WHAT YOU NEED TO DO:
Where a line below includes the word "wall", copy that line.

DATASET EXTRACT:
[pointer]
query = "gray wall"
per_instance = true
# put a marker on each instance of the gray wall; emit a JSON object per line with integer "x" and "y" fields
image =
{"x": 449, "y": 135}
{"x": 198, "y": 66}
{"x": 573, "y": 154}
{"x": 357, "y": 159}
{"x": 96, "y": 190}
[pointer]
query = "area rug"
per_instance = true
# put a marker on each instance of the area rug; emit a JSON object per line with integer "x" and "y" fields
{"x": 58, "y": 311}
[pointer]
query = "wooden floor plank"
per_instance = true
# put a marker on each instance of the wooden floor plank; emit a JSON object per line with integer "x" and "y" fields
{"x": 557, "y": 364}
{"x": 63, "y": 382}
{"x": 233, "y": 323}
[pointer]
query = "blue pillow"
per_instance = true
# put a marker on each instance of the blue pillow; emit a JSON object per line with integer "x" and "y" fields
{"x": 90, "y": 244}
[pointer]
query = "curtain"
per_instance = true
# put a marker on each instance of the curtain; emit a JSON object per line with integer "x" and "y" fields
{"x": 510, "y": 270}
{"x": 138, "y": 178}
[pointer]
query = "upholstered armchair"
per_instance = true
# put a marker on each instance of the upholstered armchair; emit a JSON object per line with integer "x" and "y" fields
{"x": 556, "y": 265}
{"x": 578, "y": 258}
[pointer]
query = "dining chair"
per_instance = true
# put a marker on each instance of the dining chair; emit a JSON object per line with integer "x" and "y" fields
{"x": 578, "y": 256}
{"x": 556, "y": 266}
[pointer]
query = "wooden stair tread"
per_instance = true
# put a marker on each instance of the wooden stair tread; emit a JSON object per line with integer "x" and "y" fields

RESPONSE TO THE TASK:
query = "gray wall"
# put a marker on each instance of the gray wall; emit a JSON object per line with integer "x" and "y" fields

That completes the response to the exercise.